**Exercise directions:** Pull out every line of the material below that contains the word "bathtub", and copy each one in full.
== Source material
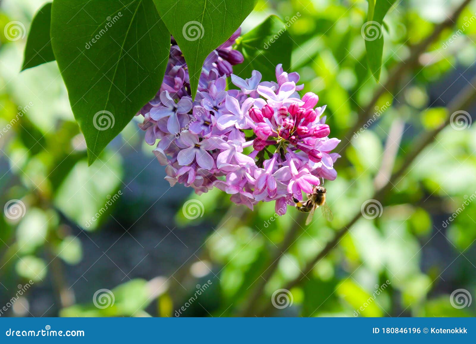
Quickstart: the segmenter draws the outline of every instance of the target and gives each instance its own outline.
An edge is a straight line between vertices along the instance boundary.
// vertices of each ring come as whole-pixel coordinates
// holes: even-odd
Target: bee
[[[332,212],[326,203],[326,188],[324,187],[315,186],[312,189],[312,193],[307,194],[307,199],[304,202],[293,197],[293,200],[296,203],[296,209],[302,213],[309,213],[306,220],[306,226],[308,225],[312,221],[316,208],[320,207],[322,215],[327,221],[331,221],[334,219]]]

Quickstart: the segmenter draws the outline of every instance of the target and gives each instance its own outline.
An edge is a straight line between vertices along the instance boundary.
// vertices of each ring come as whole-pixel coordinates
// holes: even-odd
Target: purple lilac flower
[[[207,57],[193,102],[187,65],[172,38],[162,86],[139,111],[139,127],[149,144],[159,139],[153,152],[171,186],[182,184],[198,195],[217,187],[251,209],[275,201],[282,215],[319,178],[336,178],[340,156],[332,151],[340,140],[329,138],[317,95],[299,95],[304,85],[297,73],[280,64],[275,80],[262,80],[257,70],[243,78],[232,74],[244,60],[233,49],[240,33]],[[226,89],[230,76],[240,89]]]

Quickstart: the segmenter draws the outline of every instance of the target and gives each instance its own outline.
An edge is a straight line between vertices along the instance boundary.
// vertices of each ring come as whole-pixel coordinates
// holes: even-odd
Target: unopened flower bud
[[[235,65],[243,63],[245,60],[245,58],[243,57],[241,53],[238,50],[232,50],[228,52],[227,59],[231,65],[234,66]]]
[[[299,126],[298,127],[298,135],[300,138],[308,138],[312,136],[314,131],[312,128],[309,128],[306,126]]]
[[[306,113],[306,121],[312,123],[317,117],[317,114],[312,108],[310,108]]]
[[[296,113],[296,124],[299,124],[301,121],[306,118],[306,113],[307,111],[304,108],[300,108]]]
[[[291,116],[294,116],[296,114],[296,112],[298,112],[298,109],[299,109],[299,105],[298,105],[298,103],[292,103],[288,108],[288,111],[289,111]]]
[[[330,128],[327,124],[318,124],[314,128],[313,136],[315,138],[325,138],[330,134]]]
[[[261,140],[266,140],[273,133],[271,127],[267,123],[259,123],[253,129],[255,134]]]
[[[294,121],[292,118],[286,118],[283,120],[281,126],[285,129],[292,129],[294,127]]]
[[[301,99],[304,102],[303,107],[306,108],[313,108],[319,101],[319,97],[312,92],[308,92],[302,96]]]
[[[250,118],[255,123],[264,122],[261,110],[258,108],[251,108],[248,111]]]
[[[274,115],[274,110],[268,104],[263,107],[263,108],[261,109],[261,112],[263,113],[263,116],[268,119],[270,119],[273,117],[273,115]]]
[[[253,147],[255,150],[261,151],[266,147],[266,143],[259,138],[255,138],[253,141]]]
[[[287,140],[289,137],[289,130],[288,129],[283,129],[279,132],[279,136]]]
[[[307,152],[307,156],[311,161],[320,162],[322,159],[322,153],[316,149],[311,149]]]
[[[225,74],[227,77],[229,77],[233,73],[233,69],[229,62],[223,59],[218,59],[217,62],[217,66],[218,67],[218,71],[221,74]]]

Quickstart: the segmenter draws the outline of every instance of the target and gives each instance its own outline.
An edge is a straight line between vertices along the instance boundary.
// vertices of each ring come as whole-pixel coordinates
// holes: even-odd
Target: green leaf
[[[384,37],[382,25],[384,18],[395,0],[376,0],[375,8],[373,0],[368,2],[367,21],[362,27],[361,32],[365,39],[368,66],[372,75],[377,81],[380,79],[382,67],[382,55],[384,50]],[[371,17],[370,14],[373,13]]]
[[[90,165],[160,88],[170,34],[152,0],[54,0],[51,32]]]
[[[278,64],[282,63],[284,70],[289,71],[293,40],[287,29],[279,18],[270,16],[244,35],[237,49],[243,54],[245,62],[234,66],[233,74],[248,78],[256,69],[261,73],[263,81],[271,81],[276,79],[275,70]]]
[[[238,29],[256,0],[154,0],[187,61],[193,97],[205,59]]]
[[[55,206],[80,227],[93,230],[111,219],[111,209],[122,194],[118,191],[122,175],[118,155],[104,152],[100,163],[88,167],[78,162],[54,195]]]
[[[31,22],[22,70],[55,60],[50,36],[51,22],[51,3],[49,2],[38,11]]]

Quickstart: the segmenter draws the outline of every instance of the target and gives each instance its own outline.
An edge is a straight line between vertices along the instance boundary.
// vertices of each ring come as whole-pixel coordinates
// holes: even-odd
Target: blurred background
[[[284,305],[272,299],[405,163],[416,138],[444,120],[444,107],[476,74],[476,2],[383,93],[347,144],[378,87],[362,35],[367,3],[258,1],[243,31],[271,14],[289,23],[291,69],[303,92],[327,105],[331,137],[343,139],[337,178],[326,183],[334,220],[317,216],[308,227],[292,208],[277,217],[274,204],[251,212],[217,190],[170,188],[136,119],[88,167],[56,63],[19,74],[45,2],[0,1],[0,315],[234,316],[286,233],[301,226],[266,285],[260,302],[275,305],[266,315],[476,315],[474,107],[461,109],[469,114],[464,130],[448,126],[394,183],[378,216],[357,221]],[[461,2],[396,1],[381,82]],[[7,29],[12,22],[17,35]]]

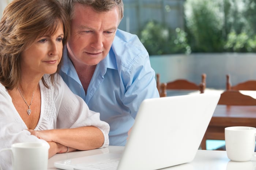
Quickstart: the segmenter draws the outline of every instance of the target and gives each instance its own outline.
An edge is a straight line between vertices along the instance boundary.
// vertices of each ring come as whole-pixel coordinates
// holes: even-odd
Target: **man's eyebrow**
[[[87,26],[85,26],[84,25],[80,25],[78,27],[78,29],[86,29],[87,30],[94,30],[94,29],[93,29],[93,28],[91,28],[90,27],[88,27]],[[106,29],[105,29],[105,30],[116,30],[117,29],[117,28],[116,27],[112,27],[111,28],[107,28]]]

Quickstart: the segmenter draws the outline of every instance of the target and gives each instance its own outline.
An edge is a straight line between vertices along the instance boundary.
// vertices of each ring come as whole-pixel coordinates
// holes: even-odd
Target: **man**
[[[136,35],[117,29],[121,0],[59,0],[71,21],[60,73],[109,124],[110,145],[124,146],[142,101],[159,97],[148,53]]]

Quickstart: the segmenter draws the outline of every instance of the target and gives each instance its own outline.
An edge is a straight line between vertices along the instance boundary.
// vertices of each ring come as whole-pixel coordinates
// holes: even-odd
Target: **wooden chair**
[[[226,88],[227,90],[256,90],[256,80],[249,80],[232,86],[230,81],[230,76],[227,75]]]
[[[157,74],[157,83],[160,97],[166,97],[166,90],[198,90],[200,91],[200,93],[203,93],[206,86],[206,75],[203,73],[202,77],[202,81],[198,85],[185,79],[178,79],[172,82],[161,83],[160,75]]]
[[[226,90],[221,94],[218,105],[226,105],[226,110],[228,111],[229,110],[229,107],[231,105],[256,106],[256,99],[251,96],[244,95],[238,90]],[[229,122],[227,122],[227,124]],[[202,140],[201,147],[203,150],[206,150],[206,142],[207,140],[225,140],[225,128],[226,126],[221,126],[222,125],[219,124],[216,126],[212,126],[212,124],[211,124],[211,121],[210,121]],[[239,123],[237,123],[237,124],[236,125],[237,126],[241,125]],[[256,124],[255,125],[255,126],[256,126]],[[226,126],[226,127],[227,126]]]

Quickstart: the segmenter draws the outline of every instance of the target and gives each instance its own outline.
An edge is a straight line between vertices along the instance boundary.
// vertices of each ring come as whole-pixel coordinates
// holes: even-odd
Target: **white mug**
[[[13,170],[46,170],[49,149],[48,146],[42,143],[16,143],[11,148],[0,150],[0,152],[11,151]]]
[[[236,162],[250,161],[254,154],[256,128],[231,126],[225,128],[226,150],[228,158]]]

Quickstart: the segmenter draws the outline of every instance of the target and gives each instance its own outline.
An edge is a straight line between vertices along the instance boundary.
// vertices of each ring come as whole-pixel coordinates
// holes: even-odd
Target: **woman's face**
[[[54,34],[39,37],[23,52],[20,55],[22,73],[42,76],[54,73],[62,56],[64,35],[61,22]]]

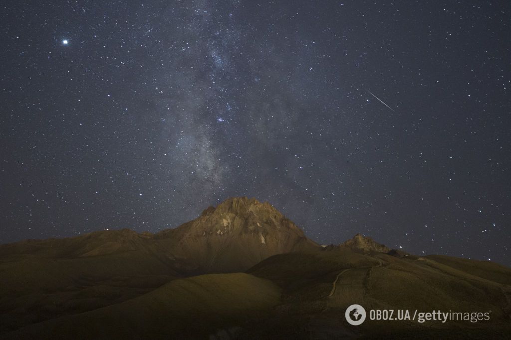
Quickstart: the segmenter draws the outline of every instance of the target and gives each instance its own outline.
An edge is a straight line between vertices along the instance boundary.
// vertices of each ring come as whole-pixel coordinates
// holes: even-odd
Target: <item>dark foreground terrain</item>
[[[353,304],[367,311],[359,326],[344,317]],[[370,309],[489,320],[376,321]],[[360,235],[321,246],[245,198],[157,234],[0,246],[0,338],[508,338],[510,316],[509,268]]]

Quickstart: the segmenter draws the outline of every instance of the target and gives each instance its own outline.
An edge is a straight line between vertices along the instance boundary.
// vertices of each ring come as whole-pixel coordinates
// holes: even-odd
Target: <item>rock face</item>
[[[269,203],[246,197],[210,206],[154,237],[177,241],[173,254],[197,264],[199,272],[242,271],[273,255],[320,248]]]
[[[353,239],[340,245],[354,249],[359,249],[364,251],[377,251],[380,253],[388,253],[390,251],[390,248],[384,245],[375,242],[370,238],[357,234]]]

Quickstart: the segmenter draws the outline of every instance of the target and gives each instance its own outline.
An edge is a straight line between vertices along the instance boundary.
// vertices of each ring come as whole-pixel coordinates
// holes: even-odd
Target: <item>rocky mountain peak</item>
[[[373,240],[373,239],[367,236],[364,236],[360,233],[357,234],[353,237],[353,239],[348,240],[341,245],[353,249],[360,249],[364,251],[378,251],[381,253],[388,253],[390,251],[390,248],[385,246],[384,245],[378,243]]]

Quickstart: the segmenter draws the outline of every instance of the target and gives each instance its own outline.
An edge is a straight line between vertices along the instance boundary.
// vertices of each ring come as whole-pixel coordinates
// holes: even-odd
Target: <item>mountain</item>
[[[169,247],[167,239],[177,240]],[[268,202],[230,198],[197,219],[154,236],[158,249],[188,259],[199,273],[242,271],[273,255],[319,248]]]
[[[340,245],[353,249],[359,249],[363,251],[377,251],[380,253],[388,253],[390,248],[380,244],[370,238],[357,234],[353,239],[348,240]]]
[[[490,317],[477,323],[368,319],[354,326],[344,319],[354,303],[368,313]],[[410,255],[359,234],[323,248],[254,199],[229,199],[155,234],[104,230],[0,246],[0,338],[509,335],[509,268]]]

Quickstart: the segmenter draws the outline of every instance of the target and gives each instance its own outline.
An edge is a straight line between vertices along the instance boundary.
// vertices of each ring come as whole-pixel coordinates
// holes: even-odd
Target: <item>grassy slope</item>
[[[236,331],[267,315],[281,290],[244,273],[178,279],[124,302],[53,319],[5,334],[7,338],[169,338]]]

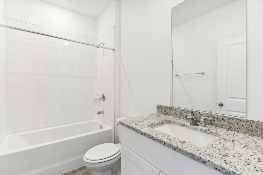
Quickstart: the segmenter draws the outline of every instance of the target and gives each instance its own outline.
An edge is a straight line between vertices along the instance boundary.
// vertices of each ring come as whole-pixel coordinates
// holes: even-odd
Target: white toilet
[[[120,121],[128,118],[117,119],[119,139],[121,143]],[[121,169],[121,145],[106,143],[90,149],[83,157],[84,165],[92,171],[92,175],[120,175]]]

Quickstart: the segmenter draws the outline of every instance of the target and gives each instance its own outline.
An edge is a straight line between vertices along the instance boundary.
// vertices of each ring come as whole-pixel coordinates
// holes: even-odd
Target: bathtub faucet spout
[[[99,114],[104,114],[104,111],[98,111],[97,112],[97,114],[98,115]]]

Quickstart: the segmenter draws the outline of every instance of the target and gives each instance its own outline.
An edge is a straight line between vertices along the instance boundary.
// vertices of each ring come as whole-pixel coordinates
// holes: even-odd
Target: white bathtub
[[[83,155],[112,141],[112,127],[96,120],[5,133],[0,175],[59,175],[82,166]]]

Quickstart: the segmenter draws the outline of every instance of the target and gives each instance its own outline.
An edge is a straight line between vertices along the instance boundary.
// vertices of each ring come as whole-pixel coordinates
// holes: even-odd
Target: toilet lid
[[[113,143],[106,143],[97,145],[90,149],[85,154],[86,159],[97,160],[106,159],[116,154],[120,148]]]

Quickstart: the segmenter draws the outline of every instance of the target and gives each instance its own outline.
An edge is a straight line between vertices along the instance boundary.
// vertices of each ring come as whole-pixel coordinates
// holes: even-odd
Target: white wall
[[[217,112],[217,43],[246,35],[246,13],[238,0],[172,29],[173,106]]]
[[[182,1],[121,1],[120,117],[170,105],[171,10]]]
[[[263,1],[247,4],[247,116],[263,121]]]
[[[96,19],[40,0],[8,0],[5,1],[5,8],[7,18],[97,38]]]
[[[4,9],[3,1],[0,1],[0,7]],[[0,24],[4,24],[3,13],[0,9]],[[0,27],[0,138],[5,129],[4,64],[5,29]]]
[[[22,22],[6,24],[96,43]],[[96,48],[10,29],[5,40],[5,132],[94,117]]]
[[[0,8],[1,10],[0,10],[0,12],[2,14],[1,15],[1,16],[4,14],[5,12],[5,0],[0,0]]]
[[[97,38],[99,38],[115,25],[115,1],[113,1],[97,20]]]

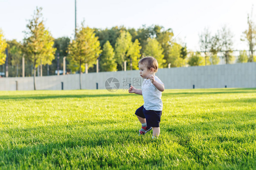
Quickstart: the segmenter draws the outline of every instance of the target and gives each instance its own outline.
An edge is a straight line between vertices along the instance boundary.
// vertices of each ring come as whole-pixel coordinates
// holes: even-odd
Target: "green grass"
[[[142,96],[0,92],[0,169],[256,169],[256,89],[166,90],[160,136]]]

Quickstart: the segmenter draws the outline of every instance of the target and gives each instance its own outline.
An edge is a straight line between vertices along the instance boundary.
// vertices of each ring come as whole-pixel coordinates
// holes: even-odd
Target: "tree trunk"
[[[43,65],[42,64],[42,61],[41,62],[41,65],[40,65],[40,76],[43,77]]]
[[[82,88],[81,88],[81,60],[80,60],[80,66],[79,68],[79,84],[80,86],[80,90],[81,90]]]
[[[205,52],[205,65],[206,65],[206,57],[207,56],[206,56],[206,52]]]
[[[36,67],[35,67],[35,63],[36,61],[36,60],[35,59],[34,60],[34,90],[36,90],[35,88],[35,75],[36,73]]]
[[[130,70],[132,70],[132,58],[130,58]]]
[[[16,77],[18,76],[18,72],[19,65],[17,64],[16,65]]]

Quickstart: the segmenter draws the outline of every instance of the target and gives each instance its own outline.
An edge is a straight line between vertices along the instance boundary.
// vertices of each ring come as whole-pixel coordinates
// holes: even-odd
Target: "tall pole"
[[[66,74],[66,57],[63,57],[63,75]]]
[[[8,71],[8,50],[7,48],[5,49],[5,53],[6,54],[6,58],[5,58],[5,77],[9,76],[9,72]]]
[[[60,53],[57,53],[57,75],[60,76]]]
[[[75,39],[77,36],[77,0],[75,0]]]
[[[24,54],[22,56],[22,77],[25,76],[25,58]]]

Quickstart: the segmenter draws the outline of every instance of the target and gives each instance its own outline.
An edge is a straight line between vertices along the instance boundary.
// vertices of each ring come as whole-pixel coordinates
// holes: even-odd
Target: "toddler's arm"
[[[159,91],[163,92],[163,91],[164,90],[164,85],[163,84],[161,84],[156,81],[155,81],[152,83]]]
[[[141,95],[142,95],[142,91],[141,89],[136,89],[132,86],[131,86],[130,87],[128,91],[130,93],[134,93]]]

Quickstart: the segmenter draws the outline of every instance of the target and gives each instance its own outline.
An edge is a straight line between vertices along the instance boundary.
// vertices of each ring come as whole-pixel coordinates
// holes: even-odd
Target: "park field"
[[[0,92],[0,169],[255,169],[256,89],[166,89],[158,138],[142,96]]]

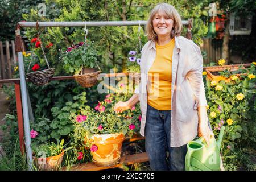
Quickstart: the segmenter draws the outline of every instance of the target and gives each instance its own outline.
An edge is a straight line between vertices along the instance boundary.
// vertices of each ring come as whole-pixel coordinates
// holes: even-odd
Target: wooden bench
[[[144,139],[144,136],[134,136],[131,138],[127,138],[123,142],[132,142],[138,140]],[[100,171],[110,168],[114,168],[117,167],[122,167],[123,165],[131,165],[134,163],[140,163],[148,161],[148,156],[147,153],[138,153],[135,154],[123,155],[121,156],[120,161],[118,164],[109,167],[99,167],[95,165],[93,162],[88,162],[87,163],[79,164],[71,167],[71,168],[68,168],[67,167],[64,167],[62,168],[63,171],[71,170],[71,171]]]

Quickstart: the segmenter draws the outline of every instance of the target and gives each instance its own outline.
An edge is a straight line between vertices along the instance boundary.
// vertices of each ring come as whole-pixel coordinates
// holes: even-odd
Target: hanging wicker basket
[[[48,69],[28,73],[32,61],[32,59],[31,59],[27,68],[27,73],[26,75],[29,81],[33,84],[39,86],[46,85],[51,81],[51,78],[53,76],[54,68],[50,68],[49,63],[46,58],[46,53],[44,53],[43,49],[43,43],[39,38],[40,32],[39,31],[38,21],[36,22],[36,30],[38,30],[38,41],[39,41],[40,42],[40,48],[43,52],[44,60],[47,64]]]
[[[30,72],[26,74],[30,81],[36,85],[44,85],[48,83],[54,74],[54,68]]]
[[[84,74],[76,74],[73,76],[75,80],[82,87],[92,87],[98,82],[98,75],[101,72],[97,71],[96,72]]]

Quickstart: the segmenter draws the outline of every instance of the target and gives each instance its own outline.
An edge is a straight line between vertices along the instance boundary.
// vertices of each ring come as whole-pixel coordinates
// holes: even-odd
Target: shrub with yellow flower
[[[231,77],[231,80],[237,80],[237,78],[238,78],[238,77],[237,76],[233,76]]]
[[[217,85],[217,81],[213,80],[210,82],[210,86],[215,86]]]
[[[210,112],[210,115],[212,118],[215,118],[216,117],[216,113],[214,111]]]
[[[253,75],[253,74],[249,74],[249,75],[248,75],[248,78],[249,78],[250,80],[255,78],[255,75]]]
[[[229,119],[226,119],[226,122],[227,122],[228,125],[232,125],[233,121],[232,119],[229,118]]]
[[[242,100],[245,98],[245,96],[242,93],[240,93],[237,94],[236,97],[238,100]]]
[[[215,90],[222,90],[223,89],[223,87],[221,85],[217,85],[215,88]]]
[[[218,61],[218,64],[220,65],[223,65],[225,64],[225,62],[226,62],[226,60],[224,59],[221,59]]]

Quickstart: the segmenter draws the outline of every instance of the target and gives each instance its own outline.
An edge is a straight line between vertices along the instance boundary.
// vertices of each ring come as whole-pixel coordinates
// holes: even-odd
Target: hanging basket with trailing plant
[[[73,73],[77,82],[83,87],[91,87],[97,83],[98,75],[101,72],[97,64],[100,56],[93,43],[86,40],[86,28],[85,33],[84,42],[68,47],[61,52],[60,59],[64,62],[64,70]]]
[[[35,64],[32,68],[33,72],[29,72],[32,59],[30,60],[30,64],[26,75],[30,81],[36,85],[44,85],[48,83],[51,78],[53,76],[54,68],[50,68],[49,63],[46,58],[44,49],[43,48],[43,43],[40,39],[40,32],[38,31],[38,22],[36,22],[36,29],[38,30],[38,36],[31,40],[31,43],[35,42],[35,48],[40,47],[44,56],[44,60],[47,65],[48,69],[37,71],[39,68],[38,64]]]

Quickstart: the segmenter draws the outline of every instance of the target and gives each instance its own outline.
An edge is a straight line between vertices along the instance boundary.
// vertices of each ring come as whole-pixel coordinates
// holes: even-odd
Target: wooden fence
[[[11,79],[14,65],[17,64],[14,40],[0,41],[0,79]],[[25,44],[22,42],[23,51],[26,51]]]

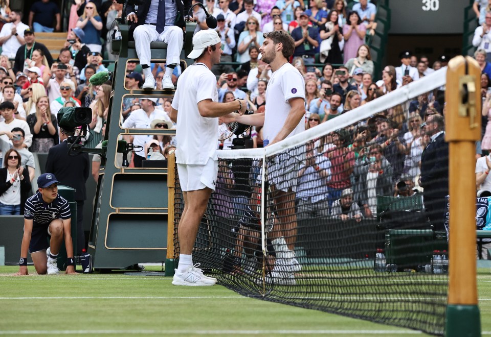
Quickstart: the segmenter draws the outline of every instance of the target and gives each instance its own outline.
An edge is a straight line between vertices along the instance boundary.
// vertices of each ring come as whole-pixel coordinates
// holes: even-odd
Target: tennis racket
[[[238,113],[237,111],[235,111]],[[225,140],[234,135],[235,131],[239,127],[239,124],[236,122],[231,122],[230,123],[220,123],[218,125],[218,140]]]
====
**Solution to this task:**
Target: bathtub faucet spout
Target: white bathtub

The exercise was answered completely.